* Set task: Rewrite the rows from the line with "Expected output: one point per instance of the countertop" through the end of the rows, changing "countertop overhang" to "counter ledge" and keeping everything else the same.

* Listing:
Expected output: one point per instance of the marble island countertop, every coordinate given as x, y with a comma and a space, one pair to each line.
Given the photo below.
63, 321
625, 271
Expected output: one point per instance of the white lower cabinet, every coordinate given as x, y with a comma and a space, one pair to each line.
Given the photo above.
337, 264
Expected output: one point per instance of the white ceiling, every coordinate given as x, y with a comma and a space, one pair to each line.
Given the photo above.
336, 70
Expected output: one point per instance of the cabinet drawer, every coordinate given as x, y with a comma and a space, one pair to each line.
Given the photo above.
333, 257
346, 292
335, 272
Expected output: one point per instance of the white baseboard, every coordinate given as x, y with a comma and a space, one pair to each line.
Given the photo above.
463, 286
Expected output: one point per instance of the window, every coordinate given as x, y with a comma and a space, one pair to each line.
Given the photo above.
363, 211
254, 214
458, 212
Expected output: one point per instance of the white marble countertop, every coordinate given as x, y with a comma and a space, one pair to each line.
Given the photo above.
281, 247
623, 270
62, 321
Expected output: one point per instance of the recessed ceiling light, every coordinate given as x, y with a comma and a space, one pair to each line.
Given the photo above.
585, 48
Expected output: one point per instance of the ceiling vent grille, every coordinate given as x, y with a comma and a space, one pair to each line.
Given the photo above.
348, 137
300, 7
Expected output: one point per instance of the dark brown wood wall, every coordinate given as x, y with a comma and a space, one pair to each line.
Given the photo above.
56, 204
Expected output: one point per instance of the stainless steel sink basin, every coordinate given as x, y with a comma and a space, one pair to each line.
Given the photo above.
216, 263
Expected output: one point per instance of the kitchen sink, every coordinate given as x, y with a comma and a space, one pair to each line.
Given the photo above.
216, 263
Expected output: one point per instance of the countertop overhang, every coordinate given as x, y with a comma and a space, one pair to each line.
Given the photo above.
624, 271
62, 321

* Result of this task:
Expected output: one point per instance of the counter ledge, every coordinate given as x, y with a comma and a space, one pair to each line.
Given the photo above.
624, 271
62, 321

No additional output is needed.